Lastly, our patient’s lack of progression towards severe COVID-19 is also to be underlined. Although remdesivir likely contributed to this milder evolution, most reported cases of persistent COVID-19 in B-cell depleted patients are of light to moderate severity, with some describing short infections with little symptoms even without remdesivir [19,20]. While antibody responses seem to be key in viral clearance, they have also been hypothesized to mediate the hyperinflammation storms causing severe COVID-19 [17,21]. Impaired humoral immunity may therefore put patients at risk of persistent but milder infections. Further studies are required to clarify the specific mechanisms of humoral immunity in viral clearance and hyperinflammation.

Our case report presents several limitations. We did not perform serum viral RNA, which is correlated with active viral replication and severity of disease [22]. We performed serum anti-spike IgG once early in the disease course, but did not follow its variations. However, our early positive IgG result was possibly due to recent administration of sotrovimab, restricting its interpretation. We did not order Ct values on all our nasopharyngeal swabs, and thus obtained results are of limited value compared to other markers such as CRP and body temperature.

In conclusion, our patient is the first reported case of persistent COVID-19 infection with Omicron BA.2 variant in a patient under rituximab with viral clearance after tixagevimab-cilgavimab. We confirmed viral persistence rather than re-infection using viral genomic typing, highlighting the risk for persistent COVID infection in immunosuppressed patients. Our patient’s recovery with postexposure tixagevimab-cilgavimab suggest the potentially effective role of anti-SARS-CoV-2 MoAbs as a treatment of persistent COVID-19 in immunocompromised patients. In view of the rapidly evolving resistance patterns of SARS-CoV-2, point-of-care viral genotyping to guide treatment is desirable for cases of persistent infections, especially in immunocompromised hosts.

5. Other Information

Data availability

All data underlying the results are available as part of the article and no additional source data are required.

- Action item
Decide whether each statement below agrees with the case report above. Answer yes or no for each, and quote the exact words from the text that settle it.
1. The authors measured serum anti-spike IgG repeatedly over the course of the illness.
2. Viral genomic typing was used to show that the infection persisted rather than recurred.
3. Most reported cases of persistent COVID-19 in B-cell depleted patients are severe.

- Available data
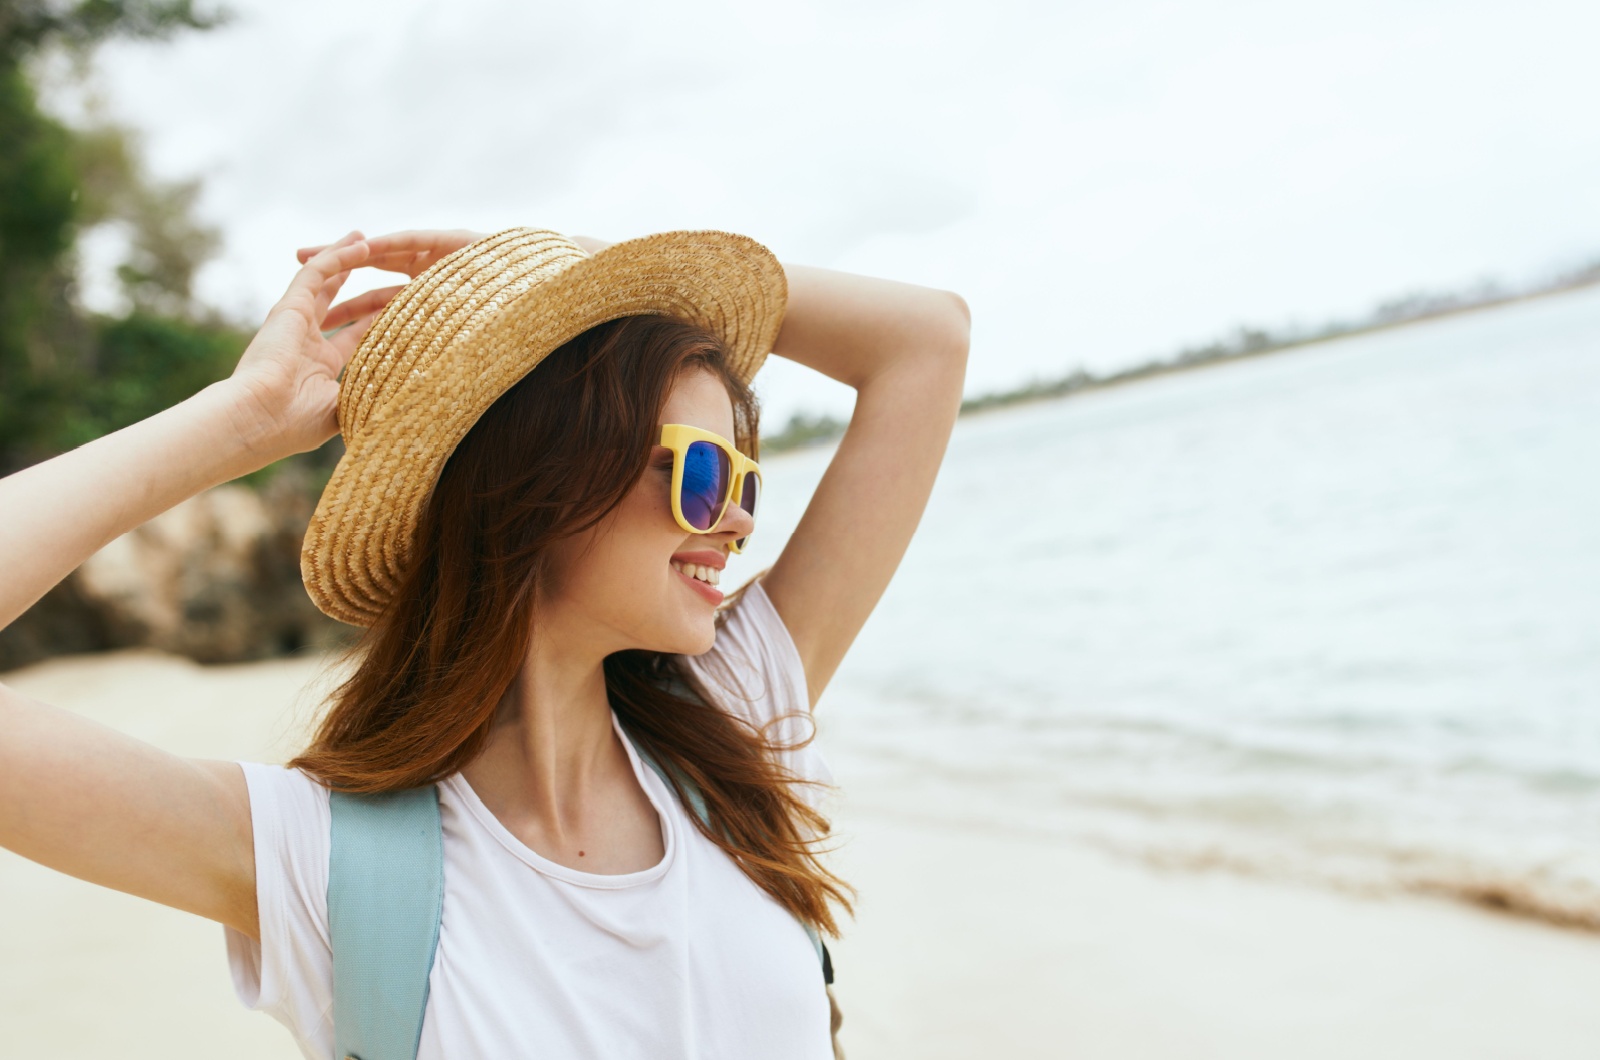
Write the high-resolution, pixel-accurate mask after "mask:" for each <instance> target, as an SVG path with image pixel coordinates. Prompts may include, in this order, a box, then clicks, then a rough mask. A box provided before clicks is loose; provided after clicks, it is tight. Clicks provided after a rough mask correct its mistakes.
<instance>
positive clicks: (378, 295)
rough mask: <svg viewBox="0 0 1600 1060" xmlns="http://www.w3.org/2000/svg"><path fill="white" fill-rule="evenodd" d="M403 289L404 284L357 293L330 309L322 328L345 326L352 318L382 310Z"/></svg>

- Answer to this task
1. No. "We performed serum anti-spike IgG once early in the disease course, but did not follow its variations."
2. Yes. "We confirmed viral persistence rather than re-infection using viral genomic typing"
3. No. "most reported cases of persistent COVID-19 in B-cell depleted patients are of light to moderate severity"